EXERCISE BRIEF:
Exactly the lines from the opening of the records through the line containing "Trace the outline of every instance of the road." should be copied, with both included.

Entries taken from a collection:

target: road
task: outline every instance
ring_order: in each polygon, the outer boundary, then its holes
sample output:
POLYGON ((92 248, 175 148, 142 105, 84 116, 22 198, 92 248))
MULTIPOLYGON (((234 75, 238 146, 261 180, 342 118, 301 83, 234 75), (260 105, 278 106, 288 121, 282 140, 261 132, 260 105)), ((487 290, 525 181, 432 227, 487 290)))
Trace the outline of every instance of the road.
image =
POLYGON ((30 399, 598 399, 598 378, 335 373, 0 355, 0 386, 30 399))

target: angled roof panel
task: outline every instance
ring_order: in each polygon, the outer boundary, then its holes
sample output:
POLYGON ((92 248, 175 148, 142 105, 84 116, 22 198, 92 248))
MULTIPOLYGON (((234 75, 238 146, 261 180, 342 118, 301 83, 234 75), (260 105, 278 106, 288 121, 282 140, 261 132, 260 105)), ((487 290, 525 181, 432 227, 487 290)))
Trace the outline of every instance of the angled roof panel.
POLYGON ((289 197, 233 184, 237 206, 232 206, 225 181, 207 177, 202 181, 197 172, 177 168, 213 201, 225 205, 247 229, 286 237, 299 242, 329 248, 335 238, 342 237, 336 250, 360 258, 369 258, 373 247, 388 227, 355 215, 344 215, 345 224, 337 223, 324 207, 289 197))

PROBLEM SOLUTION:
target: road
task: outline every instance
ring_order: in each polygon, the outer boundary, then its holes
sample output:
POLYGON ((92 248, 175 148, 142 105, 84 116, 22 198, 92 248))
MULTIPOLYGON (((234 75, 238 146, 261 180, 342 118, 301 83, 234 75), (260 105, 278 106, 288 121, 282 140, 261 132, 260 105)), ((487 290, 525 181, 432 227, 487 290)))
Trace the outline of every instance of the road.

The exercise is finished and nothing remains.